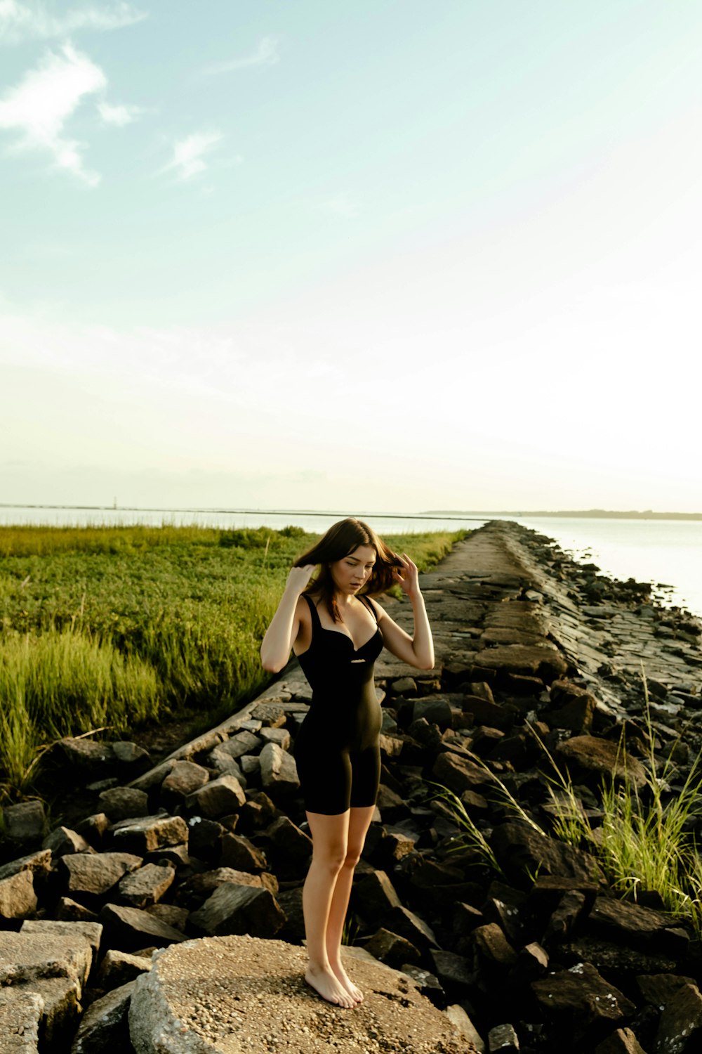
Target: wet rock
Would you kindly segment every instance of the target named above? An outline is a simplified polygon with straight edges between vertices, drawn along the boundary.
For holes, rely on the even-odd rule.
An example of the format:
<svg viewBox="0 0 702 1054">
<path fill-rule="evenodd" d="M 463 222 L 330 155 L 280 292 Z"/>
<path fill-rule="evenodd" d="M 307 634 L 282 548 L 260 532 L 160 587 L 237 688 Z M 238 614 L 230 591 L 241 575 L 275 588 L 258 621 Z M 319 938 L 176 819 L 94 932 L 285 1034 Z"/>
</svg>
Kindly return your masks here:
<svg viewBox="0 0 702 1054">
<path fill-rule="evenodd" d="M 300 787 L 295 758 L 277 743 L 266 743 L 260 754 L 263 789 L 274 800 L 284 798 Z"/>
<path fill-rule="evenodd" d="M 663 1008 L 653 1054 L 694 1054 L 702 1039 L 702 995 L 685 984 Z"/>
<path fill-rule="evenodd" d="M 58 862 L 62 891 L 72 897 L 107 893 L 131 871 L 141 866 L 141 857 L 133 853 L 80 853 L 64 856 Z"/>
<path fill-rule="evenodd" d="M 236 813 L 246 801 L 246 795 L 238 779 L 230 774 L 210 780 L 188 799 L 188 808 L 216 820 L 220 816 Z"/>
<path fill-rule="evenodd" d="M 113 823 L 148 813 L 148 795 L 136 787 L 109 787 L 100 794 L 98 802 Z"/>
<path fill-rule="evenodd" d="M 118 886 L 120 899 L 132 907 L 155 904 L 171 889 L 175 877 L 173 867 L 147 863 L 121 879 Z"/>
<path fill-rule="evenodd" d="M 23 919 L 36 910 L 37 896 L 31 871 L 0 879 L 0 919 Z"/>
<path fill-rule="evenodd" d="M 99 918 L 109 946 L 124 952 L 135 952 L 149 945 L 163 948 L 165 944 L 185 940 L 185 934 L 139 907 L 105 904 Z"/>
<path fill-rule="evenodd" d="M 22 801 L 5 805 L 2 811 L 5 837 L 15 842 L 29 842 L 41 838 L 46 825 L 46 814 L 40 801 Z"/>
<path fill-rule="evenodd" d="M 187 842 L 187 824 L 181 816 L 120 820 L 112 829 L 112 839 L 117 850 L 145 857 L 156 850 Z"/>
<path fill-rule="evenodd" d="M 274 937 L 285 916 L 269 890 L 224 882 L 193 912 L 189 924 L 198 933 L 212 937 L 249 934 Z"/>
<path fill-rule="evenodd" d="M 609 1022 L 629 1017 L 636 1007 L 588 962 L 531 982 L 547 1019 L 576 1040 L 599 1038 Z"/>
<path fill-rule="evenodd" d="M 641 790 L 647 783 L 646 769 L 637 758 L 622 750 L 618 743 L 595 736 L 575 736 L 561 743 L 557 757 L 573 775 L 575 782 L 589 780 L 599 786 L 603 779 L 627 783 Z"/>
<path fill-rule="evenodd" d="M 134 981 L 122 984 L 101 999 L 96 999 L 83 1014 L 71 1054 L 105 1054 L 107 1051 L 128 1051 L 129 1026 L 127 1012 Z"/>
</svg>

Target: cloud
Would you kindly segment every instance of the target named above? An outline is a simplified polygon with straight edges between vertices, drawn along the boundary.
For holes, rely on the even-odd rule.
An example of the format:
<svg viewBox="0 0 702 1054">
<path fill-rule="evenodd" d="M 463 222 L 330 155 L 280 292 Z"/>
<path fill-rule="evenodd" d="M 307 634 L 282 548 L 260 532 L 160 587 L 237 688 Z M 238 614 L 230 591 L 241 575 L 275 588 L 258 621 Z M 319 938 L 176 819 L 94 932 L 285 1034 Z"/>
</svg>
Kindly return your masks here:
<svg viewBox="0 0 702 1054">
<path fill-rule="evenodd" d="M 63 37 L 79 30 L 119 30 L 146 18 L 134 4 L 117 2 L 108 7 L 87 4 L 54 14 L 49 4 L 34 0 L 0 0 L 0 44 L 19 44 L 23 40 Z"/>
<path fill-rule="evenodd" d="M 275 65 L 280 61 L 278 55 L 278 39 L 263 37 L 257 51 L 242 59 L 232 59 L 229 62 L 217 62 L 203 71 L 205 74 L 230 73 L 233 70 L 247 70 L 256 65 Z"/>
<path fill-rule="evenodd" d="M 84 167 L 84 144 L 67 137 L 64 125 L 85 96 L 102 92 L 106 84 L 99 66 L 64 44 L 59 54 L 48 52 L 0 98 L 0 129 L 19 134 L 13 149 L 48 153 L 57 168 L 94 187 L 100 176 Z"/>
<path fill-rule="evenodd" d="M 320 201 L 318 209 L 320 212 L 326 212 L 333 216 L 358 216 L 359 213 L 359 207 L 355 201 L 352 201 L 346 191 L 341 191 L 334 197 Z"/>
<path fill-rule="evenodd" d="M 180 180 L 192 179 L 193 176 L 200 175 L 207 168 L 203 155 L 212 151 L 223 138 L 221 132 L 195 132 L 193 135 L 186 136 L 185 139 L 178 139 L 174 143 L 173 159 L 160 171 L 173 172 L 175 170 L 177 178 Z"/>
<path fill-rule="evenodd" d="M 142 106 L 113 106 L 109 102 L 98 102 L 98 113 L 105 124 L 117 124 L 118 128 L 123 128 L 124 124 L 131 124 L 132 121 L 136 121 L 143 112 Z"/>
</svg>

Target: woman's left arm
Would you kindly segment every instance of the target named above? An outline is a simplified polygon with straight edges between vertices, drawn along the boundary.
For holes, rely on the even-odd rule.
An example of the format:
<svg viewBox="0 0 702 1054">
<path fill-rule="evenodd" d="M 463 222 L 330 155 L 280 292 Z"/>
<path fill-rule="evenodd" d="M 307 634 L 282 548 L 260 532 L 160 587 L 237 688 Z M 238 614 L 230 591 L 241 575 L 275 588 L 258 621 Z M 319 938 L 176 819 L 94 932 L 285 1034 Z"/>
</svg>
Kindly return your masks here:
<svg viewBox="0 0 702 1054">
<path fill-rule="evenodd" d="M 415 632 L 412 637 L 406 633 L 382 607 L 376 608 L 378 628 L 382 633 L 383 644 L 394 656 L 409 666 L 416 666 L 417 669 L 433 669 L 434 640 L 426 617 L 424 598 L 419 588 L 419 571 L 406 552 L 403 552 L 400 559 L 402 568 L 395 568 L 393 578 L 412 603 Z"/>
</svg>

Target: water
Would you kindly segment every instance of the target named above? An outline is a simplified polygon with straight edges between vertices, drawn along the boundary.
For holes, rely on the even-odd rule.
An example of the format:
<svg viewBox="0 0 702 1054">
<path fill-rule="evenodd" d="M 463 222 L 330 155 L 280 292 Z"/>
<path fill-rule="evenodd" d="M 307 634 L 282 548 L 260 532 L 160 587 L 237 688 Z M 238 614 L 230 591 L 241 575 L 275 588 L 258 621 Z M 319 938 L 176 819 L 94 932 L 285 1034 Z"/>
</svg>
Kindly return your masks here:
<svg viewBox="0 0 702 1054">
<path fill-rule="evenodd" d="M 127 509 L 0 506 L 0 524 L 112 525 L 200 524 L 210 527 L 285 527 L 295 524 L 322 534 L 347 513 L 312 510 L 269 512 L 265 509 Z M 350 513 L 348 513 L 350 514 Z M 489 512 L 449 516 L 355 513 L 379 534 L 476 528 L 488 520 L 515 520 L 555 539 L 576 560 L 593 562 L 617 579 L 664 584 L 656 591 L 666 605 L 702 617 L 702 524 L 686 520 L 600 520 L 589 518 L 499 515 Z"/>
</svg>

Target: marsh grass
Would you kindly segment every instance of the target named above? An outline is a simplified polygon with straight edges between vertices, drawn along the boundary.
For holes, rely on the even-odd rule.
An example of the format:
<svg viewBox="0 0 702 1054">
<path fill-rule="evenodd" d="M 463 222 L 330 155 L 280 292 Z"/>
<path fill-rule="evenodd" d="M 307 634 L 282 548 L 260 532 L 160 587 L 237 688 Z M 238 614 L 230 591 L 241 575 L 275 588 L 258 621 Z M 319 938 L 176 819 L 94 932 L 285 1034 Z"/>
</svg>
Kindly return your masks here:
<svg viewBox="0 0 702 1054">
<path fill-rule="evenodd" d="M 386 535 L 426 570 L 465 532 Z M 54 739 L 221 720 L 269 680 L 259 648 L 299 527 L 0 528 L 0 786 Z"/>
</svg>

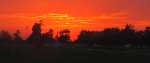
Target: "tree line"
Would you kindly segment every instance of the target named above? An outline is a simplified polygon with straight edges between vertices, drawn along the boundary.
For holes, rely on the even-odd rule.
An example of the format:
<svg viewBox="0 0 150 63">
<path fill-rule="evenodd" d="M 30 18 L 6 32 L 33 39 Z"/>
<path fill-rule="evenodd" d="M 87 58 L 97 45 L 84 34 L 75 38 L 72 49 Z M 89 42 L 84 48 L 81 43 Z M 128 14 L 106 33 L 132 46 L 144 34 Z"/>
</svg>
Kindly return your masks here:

What is asked:
Revise the lines starting with the one containing "Target: cloud" and going on through the one containing "320 201 L 318". Write out only those lines again, changing "masks" to "outlines" and leaving everything else unchanged.

Written answer:
Target: cloud
Would you kindly segment every instance of the target named above? An outline is a simplified polygon with straight edges between vertices, drawn along the boundary.
For holes, rely on the even-odd rule.
An example of the format:
<svg viewBox="0 0 702 1054">
<path fill-rule="evenodd" d="M 463 222 L 330 155 L 280 292 Z"/>
<path fill-rule="evenodd" d="M 307 634 L 282 548 L 260 532 L 160 587 L 237 688 Z M 238 614 L 230 591 L 241 575 L 275 588 L 258 621 Z M 319 938 L 176 819 L 94 932 L 285 1034 Z"/>
</svg>
Kindly return your outlines here:
<svg viewBox="0 0 702 1054">
<path fill-rule="evenodd" d="M 63 37 L 79 30 L 119 30 L 146 18 L 134 4 L 117 2 L 108 7 L 87 4 L 54 14 L 49 4 L 34 0 L 0 0 L 0 44 L 19 44 L 23 40 Z"/>
<path fill-rule="evenodd" d="M 275 65 L 280 61 L 278 55 L 278 39 L 263 37 L 257 51 L 242 59 L 232 59 L 229 62 L 217 62 L 203 71 L 205 74 L 230 73 L 233 70 L 247 70 L 256 65 Z"/>
<path fill-rule="evenodd" d="M 84 167 L 84 144 L 67 137 L 64 125 L 85 96 L 102 92 L 106 84 L 99 66 L 64 44 L 59 54 L 48 52 L 0 98 L 0 129 L 19 134 L 13 149 L 48 153 L 57 168 L 94 187 L 100 176 Z"/>
<path fill-rule="evenodd" d="M 320 201 L 318 209 L 320 212 L 326 212 L 333 216 L 358 216 L 359 213 L 359 207 L 355 201 L 352 201 L 346 191 L 341 191 L 334 197 Z"/>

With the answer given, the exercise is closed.